Locate the line that contains "Can you find the distant building?". Copy it and every following line through the end of the records, exactly, and include nothing else.

Provided data START

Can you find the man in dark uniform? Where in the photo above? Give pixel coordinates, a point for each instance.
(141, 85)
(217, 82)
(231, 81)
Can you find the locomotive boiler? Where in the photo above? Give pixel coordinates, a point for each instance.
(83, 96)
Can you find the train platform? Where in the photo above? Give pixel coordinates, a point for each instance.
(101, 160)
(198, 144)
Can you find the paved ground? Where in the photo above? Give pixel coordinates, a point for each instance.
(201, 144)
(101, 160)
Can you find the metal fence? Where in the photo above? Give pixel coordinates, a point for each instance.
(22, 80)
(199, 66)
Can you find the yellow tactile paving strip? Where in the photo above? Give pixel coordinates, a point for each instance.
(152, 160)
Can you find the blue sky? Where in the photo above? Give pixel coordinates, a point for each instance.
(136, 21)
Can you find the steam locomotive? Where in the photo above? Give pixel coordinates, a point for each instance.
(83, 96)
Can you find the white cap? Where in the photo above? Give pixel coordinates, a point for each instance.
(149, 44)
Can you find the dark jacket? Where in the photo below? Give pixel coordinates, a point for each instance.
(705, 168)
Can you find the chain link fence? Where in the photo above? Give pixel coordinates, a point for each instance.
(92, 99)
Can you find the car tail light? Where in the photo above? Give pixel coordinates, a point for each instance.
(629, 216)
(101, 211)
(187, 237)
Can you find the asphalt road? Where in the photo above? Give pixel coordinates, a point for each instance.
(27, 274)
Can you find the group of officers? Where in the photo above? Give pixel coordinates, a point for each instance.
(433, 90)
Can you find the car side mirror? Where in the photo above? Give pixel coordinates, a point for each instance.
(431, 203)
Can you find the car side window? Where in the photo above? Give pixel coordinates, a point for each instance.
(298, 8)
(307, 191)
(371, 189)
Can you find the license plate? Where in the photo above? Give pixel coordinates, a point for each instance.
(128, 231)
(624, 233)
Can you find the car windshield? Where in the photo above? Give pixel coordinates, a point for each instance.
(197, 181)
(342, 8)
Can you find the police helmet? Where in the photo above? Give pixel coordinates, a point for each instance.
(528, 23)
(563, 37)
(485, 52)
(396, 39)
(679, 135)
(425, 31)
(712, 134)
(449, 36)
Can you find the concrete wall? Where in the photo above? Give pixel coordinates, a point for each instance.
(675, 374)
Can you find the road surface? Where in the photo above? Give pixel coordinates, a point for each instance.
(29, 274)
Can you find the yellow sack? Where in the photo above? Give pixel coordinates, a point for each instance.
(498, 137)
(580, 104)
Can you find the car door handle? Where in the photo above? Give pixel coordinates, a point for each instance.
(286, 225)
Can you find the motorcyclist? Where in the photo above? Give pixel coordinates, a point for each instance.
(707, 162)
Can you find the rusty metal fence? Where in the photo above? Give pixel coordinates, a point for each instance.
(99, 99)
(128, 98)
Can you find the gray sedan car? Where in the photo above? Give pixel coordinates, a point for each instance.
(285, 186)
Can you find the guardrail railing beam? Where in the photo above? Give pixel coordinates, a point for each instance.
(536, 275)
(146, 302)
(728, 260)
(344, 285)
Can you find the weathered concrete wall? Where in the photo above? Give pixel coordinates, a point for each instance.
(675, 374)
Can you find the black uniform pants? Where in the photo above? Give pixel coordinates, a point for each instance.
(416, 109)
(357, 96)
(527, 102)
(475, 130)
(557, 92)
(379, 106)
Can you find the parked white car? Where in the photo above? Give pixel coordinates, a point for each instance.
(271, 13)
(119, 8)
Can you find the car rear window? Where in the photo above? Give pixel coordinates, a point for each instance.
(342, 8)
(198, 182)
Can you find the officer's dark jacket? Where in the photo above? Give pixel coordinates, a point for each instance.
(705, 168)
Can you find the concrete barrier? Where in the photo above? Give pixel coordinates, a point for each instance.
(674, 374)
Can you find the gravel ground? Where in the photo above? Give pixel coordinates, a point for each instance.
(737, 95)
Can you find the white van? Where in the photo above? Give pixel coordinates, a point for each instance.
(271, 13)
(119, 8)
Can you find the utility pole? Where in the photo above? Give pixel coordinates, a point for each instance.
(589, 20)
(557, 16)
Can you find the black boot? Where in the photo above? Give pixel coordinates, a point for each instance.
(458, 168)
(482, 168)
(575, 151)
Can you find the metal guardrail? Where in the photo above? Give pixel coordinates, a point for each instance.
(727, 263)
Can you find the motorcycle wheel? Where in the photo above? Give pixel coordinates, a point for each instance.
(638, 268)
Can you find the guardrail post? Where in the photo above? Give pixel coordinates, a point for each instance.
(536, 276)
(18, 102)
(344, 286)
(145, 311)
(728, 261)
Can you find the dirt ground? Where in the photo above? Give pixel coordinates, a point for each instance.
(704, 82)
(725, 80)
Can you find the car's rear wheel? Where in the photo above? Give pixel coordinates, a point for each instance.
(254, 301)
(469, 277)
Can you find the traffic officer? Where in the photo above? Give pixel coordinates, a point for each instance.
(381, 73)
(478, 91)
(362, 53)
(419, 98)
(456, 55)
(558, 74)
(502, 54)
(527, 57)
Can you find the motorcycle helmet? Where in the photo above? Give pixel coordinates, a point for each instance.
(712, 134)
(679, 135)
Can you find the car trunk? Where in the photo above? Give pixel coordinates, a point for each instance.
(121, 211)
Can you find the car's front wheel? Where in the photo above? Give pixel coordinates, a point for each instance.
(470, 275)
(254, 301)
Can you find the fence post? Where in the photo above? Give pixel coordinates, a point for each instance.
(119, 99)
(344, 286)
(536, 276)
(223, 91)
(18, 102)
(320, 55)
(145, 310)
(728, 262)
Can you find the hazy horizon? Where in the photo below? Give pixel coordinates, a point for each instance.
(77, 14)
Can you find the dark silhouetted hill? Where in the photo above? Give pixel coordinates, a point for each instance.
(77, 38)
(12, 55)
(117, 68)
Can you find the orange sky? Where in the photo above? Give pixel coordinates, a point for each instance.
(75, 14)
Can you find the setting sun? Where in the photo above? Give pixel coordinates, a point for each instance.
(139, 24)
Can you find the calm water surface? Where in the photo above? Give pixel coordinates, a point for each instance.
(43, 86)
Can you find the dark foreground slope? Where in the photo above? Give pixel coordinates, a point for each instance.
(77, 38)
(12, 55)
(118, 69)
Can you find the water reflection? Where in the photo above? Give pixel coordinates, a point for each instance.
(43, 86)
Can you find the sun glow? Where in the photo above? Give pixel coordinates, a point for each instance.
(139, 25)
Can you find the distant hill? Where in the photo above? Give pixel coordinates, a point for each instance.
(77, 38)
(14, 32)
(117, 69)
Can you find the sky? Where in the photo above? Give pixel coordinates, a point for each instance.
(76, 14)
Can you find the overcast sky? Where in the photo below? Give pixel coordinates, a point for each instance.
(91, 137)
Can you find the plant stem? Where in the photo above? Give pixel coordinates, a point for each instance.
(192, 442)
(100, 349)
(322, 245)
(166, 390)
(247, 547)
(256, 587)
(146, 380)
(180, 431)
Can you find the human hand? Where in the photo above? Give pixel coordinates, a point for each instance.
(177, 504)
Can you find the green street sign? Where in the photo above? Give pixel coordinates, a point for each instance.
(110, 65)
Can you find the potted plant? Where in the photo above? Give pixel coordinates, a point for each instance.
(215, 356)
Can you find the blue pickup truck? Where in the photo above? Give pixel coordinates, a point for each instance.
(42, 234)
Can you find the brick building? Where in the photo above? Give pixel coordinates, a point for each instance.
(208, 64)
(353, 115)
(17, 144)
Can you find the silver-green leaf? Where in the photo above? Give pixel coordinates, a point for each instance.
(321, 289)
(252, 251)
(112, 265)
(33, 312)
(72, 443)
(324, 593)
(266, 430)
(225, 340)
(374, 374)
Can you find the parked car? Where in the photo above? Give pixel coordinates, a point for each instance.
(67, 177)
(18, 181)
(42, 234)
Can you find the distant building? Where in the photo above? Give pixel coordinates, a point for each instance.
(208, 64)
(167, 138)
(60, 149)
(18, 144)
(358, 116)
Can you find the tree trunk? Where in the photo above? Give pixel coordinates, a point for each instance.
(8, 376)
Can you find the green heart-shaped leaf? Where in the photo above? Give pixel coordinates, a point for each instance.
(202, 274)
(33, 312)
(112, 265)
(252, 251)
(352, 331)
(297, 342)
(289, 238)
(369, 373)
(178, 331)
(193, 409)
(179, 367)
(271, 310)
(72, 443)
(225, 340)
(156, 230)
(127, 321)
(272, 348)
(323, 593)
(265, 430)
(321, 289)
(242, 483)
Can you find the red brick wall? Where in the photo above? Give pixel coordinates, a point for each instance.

Provided data END

* [Response to the exercise]
Can you find the distant building? Where in the photo above? Give pixel coordinates, a point for each instance.
(208, 64)
(167, 138)
(60, 149)
(18, 144)
(358, 116)
Can you find the tree trunk? Where in the photo above? Give pixel coordinates, a point for each instance.
(8, 376)
Can you find the green heart-shaped leaf? Where in the photo above? Give pixel coordinates, a point for each instance.
(202, 274)
(33, 312)
(112, 265)
(252, 251)
(352, 331)
(297, 342)
(289, 238)
(369, 373)
(178, 331)
(193, 409)
(179, 367)
(271, 310)
(72, 443)
(225, 340)
(156, 230)
(127, 321)
(272, 348)
(323, 593)
(265, 430)
(321, 289)
(242, 483)
Can you find the red brick wall? Where in the photo above? Give pixel coordinates, a point for each instance.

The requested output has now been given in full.